⟨

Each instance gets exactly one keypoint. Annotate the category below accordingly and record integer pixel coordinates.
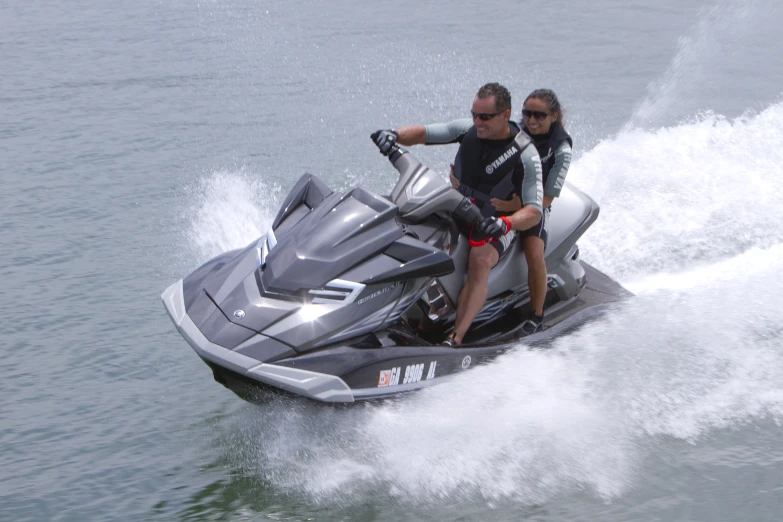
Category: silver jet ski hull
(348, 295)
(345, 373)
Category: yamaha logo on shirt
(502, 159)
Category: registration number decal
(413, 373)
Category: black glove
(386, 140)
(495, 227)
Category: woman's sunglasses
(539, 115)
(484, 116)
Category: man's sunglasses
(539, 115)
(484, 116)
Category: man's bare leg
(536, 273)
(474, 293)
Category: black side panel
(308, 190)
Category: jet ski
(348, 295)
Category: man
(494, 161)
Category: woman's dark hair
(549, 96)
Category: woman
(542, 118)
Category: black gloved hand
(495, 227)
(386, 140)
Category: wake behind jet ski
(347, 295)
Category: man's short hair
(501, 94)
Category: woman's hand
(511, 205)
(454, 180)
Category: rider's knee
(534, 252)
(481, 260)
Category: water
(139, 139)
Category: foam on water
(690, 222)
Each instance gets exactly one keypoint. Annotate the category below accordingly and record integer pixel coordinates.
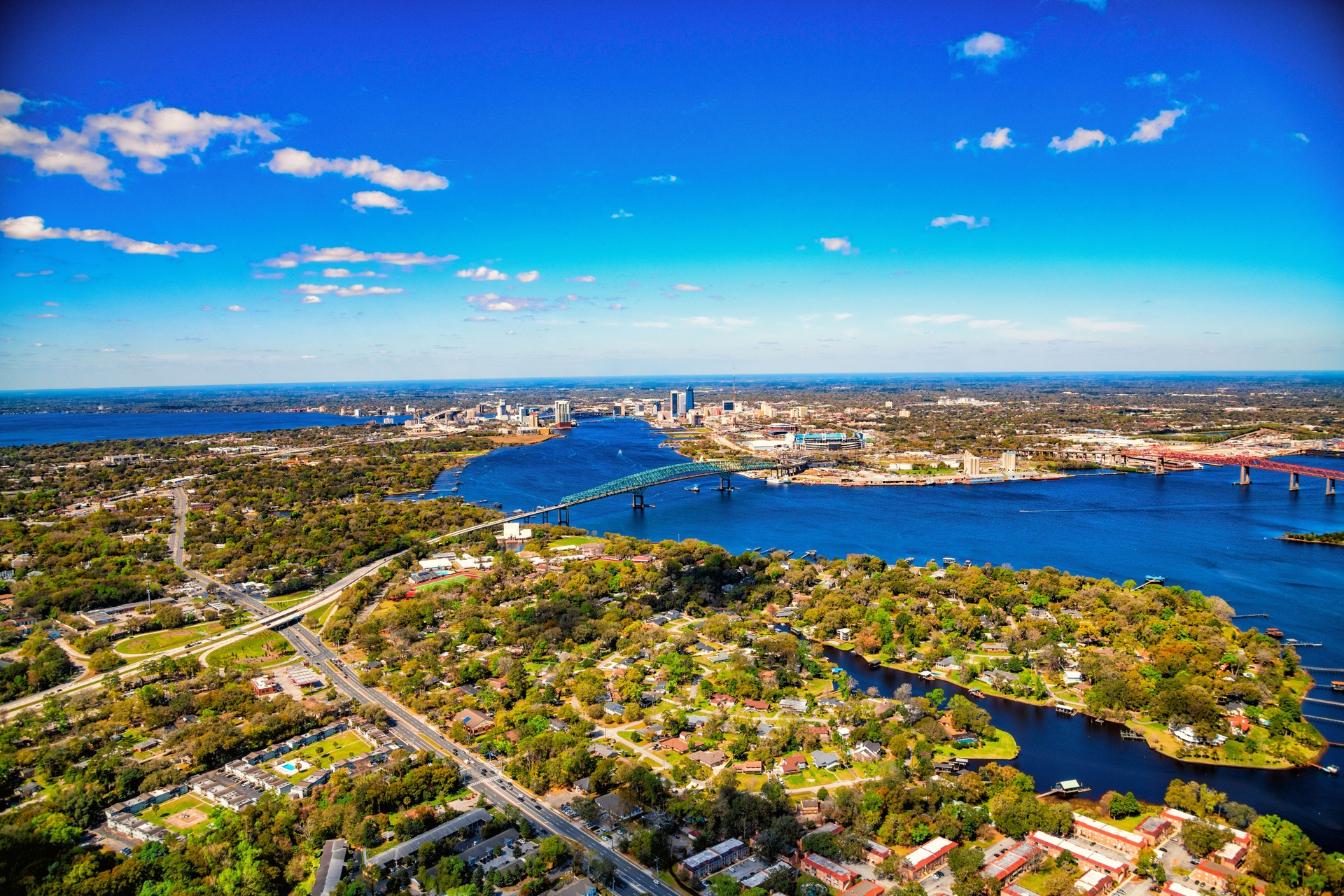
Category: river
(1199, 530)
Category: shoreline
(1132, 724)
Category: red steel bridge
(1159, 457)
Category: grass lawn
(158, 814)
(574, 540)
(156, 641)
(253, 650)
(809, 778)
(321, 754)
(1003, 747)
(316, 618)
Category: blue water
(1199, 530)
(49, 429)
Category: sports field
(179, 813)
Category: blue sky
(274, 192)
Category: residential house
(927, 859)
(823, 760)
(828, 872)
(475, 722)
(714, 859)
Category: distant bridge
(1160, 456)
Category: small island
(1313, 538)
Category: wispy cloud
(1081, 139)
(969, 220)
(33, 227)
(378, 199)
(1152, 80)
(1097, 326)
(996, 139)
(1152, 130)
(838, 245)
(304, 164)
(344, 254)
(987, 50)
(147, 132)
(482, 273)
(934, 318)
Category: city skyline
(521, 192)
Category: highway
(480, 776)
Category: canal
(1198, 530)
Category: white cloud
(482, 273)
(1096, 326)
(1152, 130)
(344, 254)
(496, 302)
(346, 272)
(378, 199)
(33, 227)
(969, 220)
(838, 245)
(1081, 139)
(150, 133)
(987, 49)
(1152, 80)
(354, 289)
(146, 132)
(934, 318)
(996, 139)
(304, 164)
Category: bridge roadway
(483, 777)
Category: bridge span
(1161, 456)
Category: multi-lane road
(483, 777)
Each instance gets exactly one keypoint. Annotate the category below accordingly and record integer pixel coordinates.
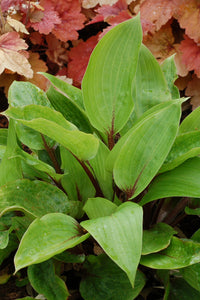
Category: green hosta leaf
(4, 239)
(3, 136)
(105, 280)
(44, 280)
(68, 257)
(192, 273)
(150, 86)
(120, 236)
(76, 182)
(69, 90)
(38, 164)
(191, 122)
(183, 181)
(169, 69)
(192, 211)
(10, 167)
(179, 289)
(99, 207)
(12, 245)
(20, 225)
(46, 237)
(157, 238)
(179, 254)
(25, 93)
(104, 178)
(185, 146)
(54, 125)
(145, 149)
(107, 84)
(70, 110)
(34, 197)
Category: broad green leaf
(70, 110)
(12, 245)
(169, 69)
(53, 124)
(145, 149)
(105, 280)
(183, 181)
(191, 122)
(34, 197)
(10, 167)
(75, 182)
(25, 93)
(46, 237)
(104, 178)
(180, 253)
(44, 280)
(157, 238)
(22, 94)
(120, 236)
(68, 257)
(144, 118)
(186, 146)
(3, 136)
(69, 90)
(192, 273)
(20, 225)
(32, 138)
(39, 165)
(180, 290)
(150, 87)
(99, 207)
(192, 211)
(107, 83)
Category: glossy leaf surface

⟩

* [Exercise goal]: Please set down the data above exactly as given, leaving every picture out.

* [Answer to this problem]:
Each instance gets exactly one keypoint. Annotate the category below accordingly and record integer pixel coordinates.
Category: silver jet ski hull
(348, 295)
(345, 373)
Category: yamaha logo on shirt
(502, 159)
Category: registration number decal
(413, 373)
Category: black glove
(386, 140)
(495, 227)
Category: woman's sunglasses
(539, 115)
(484, 116)
Category: man's sunglasses
(539, 115)
(484, 116)
Category: man's bare leg
(536, 273)
(474, 293)
Category: black side panel
(308, 190)
Category: jet ski
(348, 295)
Category: man
(494, 161)
Category: woman's dark hair
(549, 96)
Category: woman
(542, 118)
Category: black gloved hand
(495, 227)
(386, 140)
Category: wake behind jet ski
(347, 295)
Category: man's short hair
(501, 94)
Category: woman's hand
(511, 205)
(454, 180)
Category: rider's knee
(534, 252)
(481, 260)
Category: water
(139, 139)
Category: foam on water
(690, 222)
Each instance gets exactly one keypoint. Annotate the category below accordingly and record integer pixel coordinates.
Category: river
(1199, 530)
Category: shoreline
(1132, 724)
Category: red steel bridge
(1159, 457)
Category: grass lawn
(158, 814)
(574, 540)
(156, 641)
(253, 650)
(809, 778)
(321, 754)
(1003, 747)
(316, 618)
Category: blue water
(1199, 530)
(49, 429)
Category: sports field
(179, 813)
Category: blue sky
(274, 192)
Category: residential house
(927, 859)
(823, 760)
(828, 872)
(475, 722)
(714, 859)
Category: distant bridge
(1160, 456)
Category: small island
(1313, 538)
Category: wispy cloud
(1081, 139)
(969, 220)
(33, 227)
(378, 199)
(1152, 80)
(1097, 326)
(996, 139)
(1152, 130)
(838, 245)
(304, 164)
(344, 254)
(987, 50)
(147, 132)
(482, 273)
(934, 318)
Category: city skyline
(521, 192)
Category: highway
(480, 776)
Category: canal
(1198, 530)
Category: white cloud
(482, 273)
(1096, 326)
(1152, 130)
(344, 254)
(496, 302)
(346, 272)
(378, 199)
(33, 227)
(969, 220)
(838, 245)
(1081, 139)
(150, 133)
(987, 49)
(1152, 80)
(354, 289)
(146, 132)
(934, 318)
(996, 139)
(304, 164)
Category: bridge roadway
(483, 777)
Category: bridge span
(1161, 456)
Category: multi-lane road
(483, 777)
Each instance gets exactly one keypoint. Annotate the category below accordingly and record integer pixel coordinates.
Category: green hosta leaf
(4, 239)
(3, 136)
(105, 280)
(44, 280)
(68, 257)
(192, 273)
(150, 86)
(120, 236)
(76, 182)
(69, 90)
(38, 164)
(191, 122)
(183, 181)
(169, 69)
(192, 211)
(10, 167)
(179, 289)
(99, 207)
(12, 245)
(20, 225)
(46, 237)
(157, 238)
(179, 254)
(25, 93)
(104, 178)
(185, 146)
(54, 125)
(145, 149)
(107, 84)
(70, 110)
(34, 197)
Category: broad green leaf
(70, 110)
(12, 245)
(169, 69)
(53, 124)
(145, 149)
(105, 280)
(183, 181)
(191, 122)
(34, 197)
(10, 167)
(75, 182)
(25, 93)
(46, 237)
(104, 178)
(180, 253)
(44, 280)
(157, 238)
(22, 94)
(120, 236)
(68, 257)
(144, 118)
(186, 146)
(3, 136)
(69, 90)
(192, 273)
(20, 225)
(32, 138)
(39, 165)
(180, 290)
(150, 87)
(99, 207)
(192, 211)
(107, 83)
Category: glossy leaf surface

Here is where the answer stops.